In the Pennsylvania coal fields, three or four families crowded together in one-room shacks and lived on wild weeds. In Arkansas, families were found inhabiting caves. In Oakland, California, whole families lived in sewer pipes. President Herbert Hoover declared, "Nobody is actually starving. The hoboes are better fed than they have ever been." But in New York City in 1931, there were 20 known cases of starvation; in 1934, there were 110 deaths caused by hunger. There were so many accounts of people starving in New York that the West African nation of Cameroon sent $3.77 in relief.
There are a whole lot of things that they can do in the military that they can't do in civilian life. Never heard of any regular employer sitting you in a chair and shaving your head first day of work, either. Private citizens are protected as they should be, I guess you sign those rights away when you belong to the military.
So what's wrong with signing away some rights when one elcts to live on the public dole?

## Assigned task A
According to the excerpted passage above, how much relief money did Cameroon send?
## Assigned task B
Copy the excerpted passage word for word from "In the Pennsylvania" to "sent $3.77 in relief.".
## Assigned task C
Pick up the excerpted passage above after its final sentence and keep writing.
The items have nothing to do with the excerpted passage.

## Data extract

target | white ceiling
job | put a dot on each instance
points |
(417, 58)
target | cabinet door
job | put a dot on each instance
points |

## Exercise output A
$3.77

## Exercise output B
In the Pennsylvania coal fields, three or four families crowded together in one-room shacks and lived on wild weeds. In Arkansas, families were found inhabiting caves. In Oakland, California, whole families lived in sewer pipes. President Herbert Hoover declared, "Nobody is actually starving. The hoboes are better fed than they have ever been." But in New York City in 1931, there were 20 known cases of starvation; in 1934, there were 110 deaths caused by hunger. There were so many accounts of people starving in New York that the West African nation of Cameroon sent $3.77 in relief.

## Exercise output C
I would hate to see us impose laws that would allow the automatic removal of children from the homes of people with a mental disability. Children should only be removed from parents who have demonstrated that they either won't or can't care for them- not on the basis of a psychiatric diagnosis.
Maybe before we talk about taking kids away from their parents we need to look at the availability and quality of mental health services, particularly to the poor. In many parts of the country the only mental health care for medicaid patients is through "crisis clinics" which are not usually adequately staffed to deal with the long term care and treatment of the chronically mentally ill -so once they are 'stabilized' no further treatment or care is provided.
One of the biggest problem with taking kids away from their parents is - what do we do with them then? The foster care system is a disaster- the outlook for kids in foster care pretty much parallels what kids left in homes with inadequate/abusive homes experience..so is it even worth it to take them out of the home unless they are in danger of physical harm when we don't have a better option for them?
Would you allow a mentally disabled person to raise your child?
I worked in nonprofits for most of my career & was subject to random drug tests throughout. I always passed, of course, but it certainly didn't offend me. I,personally, wouldn't care to work with someone who was doing drugs.
I worked in nonprofits for most of my career & was subject to random drug tests throughout. I always passed, of course, but it certainly didn't offend me. I,personally, wouldn't care to work with someone who was doing drugs.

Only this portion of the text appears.